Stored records
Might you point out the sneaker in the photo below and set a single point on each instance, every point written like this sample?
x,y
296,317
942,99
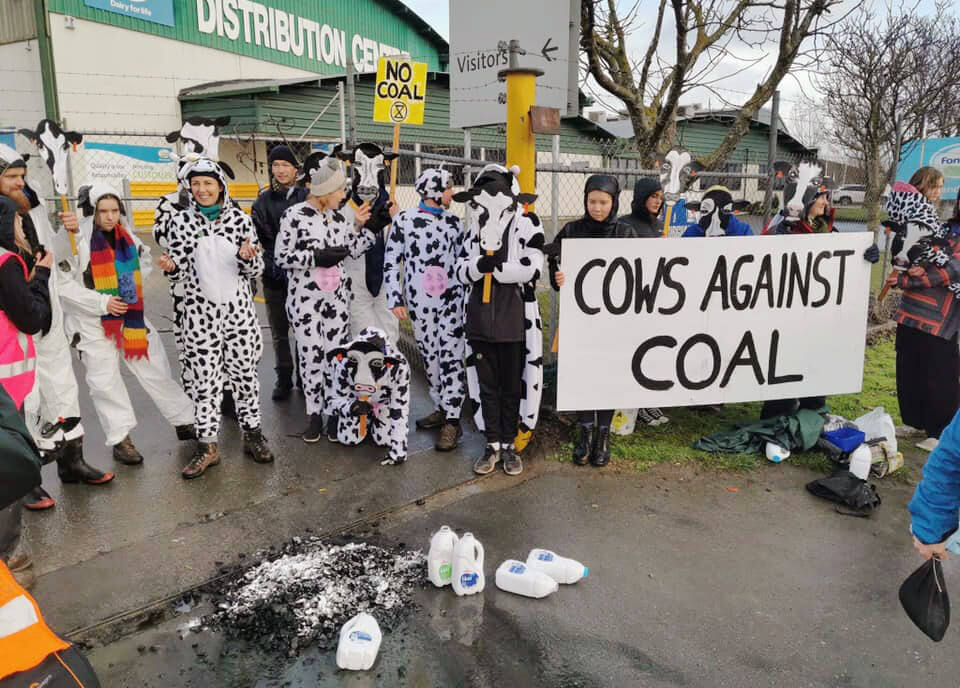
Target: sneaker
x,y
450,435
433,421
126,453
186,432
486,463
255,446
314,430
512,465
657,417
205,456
==
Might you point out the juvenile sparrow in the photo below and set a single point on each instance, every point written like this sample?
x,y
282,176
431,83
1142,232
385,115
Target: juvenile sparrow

#### Exercise directions
Copy the lines above, starting with the line that contains "Might you point out the juvenile" and ending with the line that contains "Target: juvenile sparrow", with both of those lines included.

#### Final answer
Might you point out the juvenile sparrow in the photo below and set a single point on each instance, every point written like this sample?
x,y
282,176
431,83
1142,232
385,115
Target: juvenile sparrow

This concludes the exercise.